Answer these questions from the court excerpt.
1. What notch increment is mentioned in the salaries?
2. On what date was the municipality's resolution taken?
3. What does SALGBC stand for?

■ Source document
◆ ◆ ◆ ◆ ◆
More importantly, there is nothing on record indicating that
subsequent to the resolution in December
2022, the respondents
received and continue to receive their salaries (inclusive of the
2.5% notch increment). One would have expected
the employees to have
annexed copies of their salary advice slips following upon the
municipality’s decision to pay them.
There is no evidence of
this on record. I am accordingly not persuaded that the appeal
has been perempted.
Mootness
[17]
The high water mark of the respondents’ case on mootness rests
on the inference to be drawn
from the wording of the resolution taken
on 14 December 2022 and the accompanying minutes of the Council
meeting in terms of which
the municipality paid the respondents the
amounts due to them in terms of the wage agreement with the South
African Local Government
Bargaining Council (SALGBC). On this basis,
the respondents contend that the payment by the municipality
constitutes an ‘admission’
that their claim was well
founded and that no purpose would be served by any judgment of this
Court as the matter has now become
academic.
◆ ◆ ◆ ◆ ◆
■ Supplied information
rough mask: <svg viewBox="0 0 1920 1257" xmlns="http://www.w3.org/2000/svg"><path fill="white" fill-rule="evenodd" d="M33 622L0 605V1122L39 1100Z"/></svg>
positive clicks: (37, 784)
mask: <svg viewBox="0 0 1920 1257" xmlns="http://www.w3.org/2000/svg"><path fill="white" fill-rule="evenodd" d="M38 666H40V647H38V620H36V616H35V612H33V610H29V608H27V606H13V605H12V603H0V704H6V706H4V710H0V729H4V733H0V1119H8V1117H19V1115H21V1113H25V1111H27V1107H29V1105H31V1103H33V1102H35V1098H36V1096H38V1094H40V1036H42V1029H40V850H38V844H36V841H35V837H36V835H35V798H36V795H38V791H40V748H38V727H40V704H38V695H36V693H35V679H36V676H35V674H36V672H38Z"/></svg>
◆ ◆ ◆ ◆ ◆
■ Exercise output
1. 2.5%
2. 14 December 2022
3. South African Local Government Bargaining Council